A leading cancer biologist, Dr. Nagathihalli has been working to identify driving cellular and molecular mechanisms related to how tobacco promotes pancreatic cancer progression and aggressiveness, and to develop new therapeutic strategies to reduce the poor outcomes associated with this disease.
Tobacco use has reached epidemic proportions worldwide and emerged as a leading cause of many malignancies, including esophageal, oral, breast, colon, and pancreatic carcinomas. Carcinogenic compounds from tobacco are quickly absorbed into the bloodstream and cause pancreatic injury by a series of oncogenic events that culminate in progressive tumorigenesis.
“Despite such a high prevalence of tobacco-associated pancreatic cancer in the population, mechanistic understanding of how tobacco consumption precedes pancreatic neoplasia remains limited,” said Dr. Nagathihalli, principal investigator on the study and associate professor in the DeWitt Daughtry Family Department of Surgery at the Miller School. “Ingesting tobacco smoke triggers inflammatory and immune responses resulting in inflammation and fibrosis of the pancreatic parenchyma, providing a milieu amenable to the aggressive progression of pancreatic neoplasia and to evade therapeutic intervention.”
The incidence of pancreatic cancer in the U.S. is rapidly increasing, and the burden is particularly high in Florida. Despite being the 12th most common cancer diagnosed, pancreatic cancer will soon overtake colorectal cancer as the second leading cause of cancer death in the US.
The health impact of this project is fivefold: 1) testing and targeting molecular pathways in experimental animal models that recapitulate tobacco smoking; 2) pharmacologic identification of novel, clinically important mechanistic targets; 3) identifying therapeutic avenues to potentiate immunotherapy efficacy; 4) cross-validation using human pancreas cancer samples; and 5) testing the translational potential for treatment using targeted inhibitors combined with immunotherapy.

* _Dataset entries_
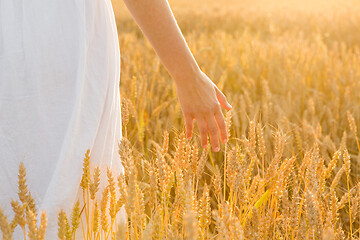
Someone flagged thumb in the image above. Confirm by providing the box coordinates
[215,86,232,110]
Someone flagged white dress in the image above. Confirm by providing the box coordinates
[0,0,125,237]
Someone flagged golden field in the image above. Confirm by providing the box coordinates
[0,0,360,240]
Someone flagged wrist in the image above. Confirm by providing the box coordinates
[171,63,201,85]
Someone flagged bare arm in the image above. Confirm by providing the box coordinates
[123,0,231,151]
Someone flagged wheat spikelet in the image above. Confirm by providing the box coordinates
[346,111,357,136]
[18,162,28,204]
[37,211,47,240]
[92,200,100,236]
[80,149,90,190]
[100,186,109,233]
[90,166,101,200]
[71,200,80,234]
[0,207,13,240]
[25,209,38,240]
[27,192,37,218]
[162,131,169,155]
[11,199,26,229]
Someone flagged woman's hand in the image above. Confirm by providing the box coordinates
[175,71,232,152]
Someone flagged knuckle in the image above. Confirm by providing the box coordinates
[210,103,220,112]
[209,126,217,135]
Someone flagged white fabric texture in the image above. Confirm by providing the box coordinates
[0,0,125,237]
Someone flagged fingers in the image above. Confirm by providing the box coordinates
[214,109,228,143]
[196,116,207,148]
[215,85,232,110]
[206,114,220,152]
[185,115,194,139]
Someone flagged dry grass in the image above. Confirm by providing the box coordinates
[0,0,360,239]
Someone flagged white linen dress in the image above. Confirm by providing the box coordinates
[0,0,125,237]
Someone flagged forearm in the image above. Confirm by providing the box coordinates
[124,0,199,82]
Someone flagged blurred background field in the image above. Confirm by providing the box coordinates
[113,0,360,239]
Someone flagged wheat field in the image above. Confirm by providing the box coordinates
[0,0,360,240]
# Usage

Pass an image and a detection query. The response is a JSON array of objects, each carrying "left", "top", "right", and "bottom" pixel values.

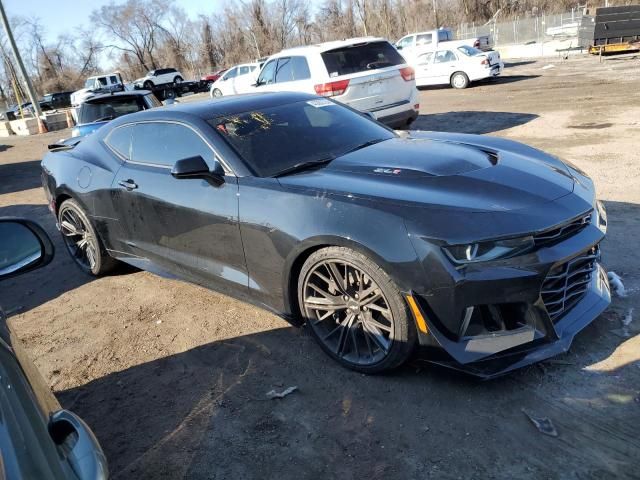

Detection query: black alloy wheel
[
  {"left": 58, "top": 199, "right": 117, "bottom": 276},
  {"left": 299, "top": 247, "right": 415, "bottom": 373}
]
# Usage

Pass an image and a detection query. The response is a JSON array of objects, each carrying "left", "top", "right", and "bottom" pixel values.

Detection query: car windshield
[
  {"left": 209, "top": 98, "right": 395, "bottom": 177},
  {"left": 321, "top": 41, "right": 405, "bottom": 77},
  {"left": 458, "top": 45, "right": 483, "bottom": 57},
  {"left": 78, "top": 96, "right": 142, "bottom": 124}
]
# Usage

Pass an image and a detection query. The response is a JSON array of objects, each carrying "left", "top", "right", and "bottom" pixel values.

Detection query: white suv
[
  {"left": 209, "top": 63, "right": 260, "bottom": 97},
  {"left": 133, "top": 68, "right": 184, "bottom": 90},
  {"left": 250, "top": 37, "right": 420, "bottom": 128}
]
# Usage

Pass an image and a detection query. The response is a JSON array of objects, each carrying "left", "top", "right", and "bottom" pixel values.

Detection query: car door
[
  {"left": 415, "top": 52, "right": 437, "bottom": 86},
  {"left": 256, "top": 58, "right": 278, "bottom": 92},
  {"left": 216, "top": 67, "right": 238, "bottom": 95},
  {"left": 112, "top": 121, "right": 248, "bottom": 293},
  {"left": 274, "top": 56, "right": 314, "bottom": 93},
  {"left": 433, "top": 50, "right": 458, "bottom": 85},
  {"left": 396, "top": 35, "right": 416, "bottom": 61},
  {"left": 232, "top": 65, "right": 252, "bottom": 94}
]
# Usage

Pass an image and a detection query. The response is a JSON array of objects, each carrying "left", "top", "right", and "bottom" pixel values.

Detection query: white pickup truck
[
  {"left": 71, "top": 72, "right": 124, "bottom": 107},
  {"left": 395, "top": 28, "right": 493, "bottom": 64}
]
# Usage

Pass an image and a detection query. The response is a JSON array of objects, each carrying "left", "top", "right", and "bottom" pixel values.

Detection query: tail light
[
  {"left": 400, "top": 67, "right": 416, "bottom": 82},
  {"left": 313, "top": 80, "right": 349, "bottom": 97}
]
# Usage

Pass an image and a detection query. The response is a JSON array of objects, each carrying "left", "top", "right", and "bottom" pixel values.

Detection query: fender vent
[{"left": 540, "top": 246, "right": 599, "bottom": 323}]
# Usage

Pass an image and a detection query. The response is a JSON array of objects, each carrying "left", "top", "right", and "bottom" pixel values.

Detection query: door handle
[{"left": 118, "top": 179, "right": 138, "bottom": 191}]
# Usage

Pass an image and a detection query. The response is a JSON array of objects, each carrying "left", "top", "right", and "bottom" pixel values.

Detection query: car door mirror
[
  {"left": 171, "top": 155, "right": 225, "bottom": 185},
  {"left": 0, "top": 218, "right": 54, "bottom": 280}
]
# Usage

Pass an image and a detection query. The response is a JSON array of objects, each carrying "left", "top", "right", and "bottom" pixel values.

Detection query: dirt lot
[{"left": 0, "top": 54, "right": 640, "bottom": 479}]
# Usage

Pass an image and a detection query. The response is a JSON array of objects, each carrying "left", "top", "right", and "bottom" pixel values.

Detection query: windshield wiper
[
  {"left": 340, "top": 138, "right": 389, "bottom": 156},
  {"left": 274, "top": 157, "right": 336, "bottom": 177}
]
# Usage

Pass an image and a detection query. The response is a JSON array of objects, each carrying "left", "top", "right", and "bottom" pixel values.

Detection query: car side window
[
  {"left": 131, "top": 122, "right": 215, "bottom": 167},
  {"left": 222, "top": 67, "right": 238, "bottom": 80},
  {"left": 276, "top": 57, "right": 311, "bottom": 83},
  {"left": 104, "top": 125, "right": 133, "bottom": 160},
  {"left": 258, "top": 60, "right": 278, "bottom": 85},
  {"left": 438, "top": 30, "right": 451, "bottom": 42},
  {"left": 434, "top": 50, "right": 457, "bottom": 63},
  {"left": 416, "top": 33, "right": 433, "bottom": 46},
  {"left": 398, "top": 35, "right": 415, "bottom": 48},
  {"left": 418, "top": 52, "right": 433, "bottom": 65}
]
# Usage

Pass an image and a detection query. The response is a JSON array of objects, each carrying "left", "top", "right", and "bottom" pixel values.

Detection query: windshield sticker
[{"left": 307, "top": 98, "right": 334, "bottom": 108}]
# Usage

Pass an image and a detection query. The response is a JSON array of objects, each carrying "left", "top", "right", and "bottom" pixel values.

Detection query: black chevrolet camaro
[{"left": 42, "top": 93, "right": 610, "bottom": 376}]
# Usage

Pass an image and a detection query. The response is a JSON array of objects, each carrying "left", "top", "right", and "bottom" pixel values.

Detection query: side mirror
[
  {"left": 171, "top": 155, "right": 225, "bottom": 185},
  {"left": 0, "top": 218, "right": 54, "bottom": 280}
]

* _What to work on_
a - In the text on tobacco and pancreatic cancer, which cancer is pancreatic cancer expected to overtake as the second leading cause of cancer death in the US?
b - Please continue the text on tobacco and pancreatic cancer from the point where it ends.

* _Responses to the exercise_
a - Colorectal cancer.

b -
“Dr. Nagathihalli’s previous work identified the molecular pathways that are activated with tobacco smoking and promote neoplastic progression and are associated with poor prognosis in patients with pancreatic cancer,” said investigator Nipun Merchant, M.D., chief of the Division of Surgical Oncology and director of the Sylvester Pancreatic Cancer Research Institute. “The exact contribution of these molecular pathways associated with smoking-induced pancreatic neoplasia remains poorly understood. Therefore, the studies in this proposal will advance therapeutic options and are specifically designed for tobacco-associated pancreatic cancer.”
Specific combination therapeutic strategies have yet to be explored in treating pancreatic cancer and other malignancies. Dr. Nagathihalli said that the experimental design in this grant has the potential for near-immediate clinical implementation. The team believes that the studies will improve survival outcomes for tobacco-associated patients with pancreatic cancer by developing novel combinations of chemo and immunotherapies.
“Although every cancer is different, it is essential that the scientific community integrate the lessons we have learned from other tobacco-related cancers into therapeutic approaches. Both immune stimulation and curtailing immune evasion are crucial to improve outcomes for pancreatic cancer patients, who are uniquely susceptible due to their specific smoking-induced mechanism,” Dr. Nagathihalli said.
“Successful completion of these studies can determine whether a personalized approach for tobacco-associated pancreatic cancer can be utilized to advance progress toward cures and improve survival of Floridians,” said Wael El-Rifai, M.D., Ph.D., associate director of basic science and co-leader of the Tumor Biology Program at Sylvester and professor and associate vice chair of the DeWitt Daughtry Family Department of Surgery.
“We are extremely excited about this opportunity that’s been given to us by the state of Florida. These studies are critical to our having a better understanding of pancreatic cancer in tobacco-smoking populations,” Dr. El-Rifai said.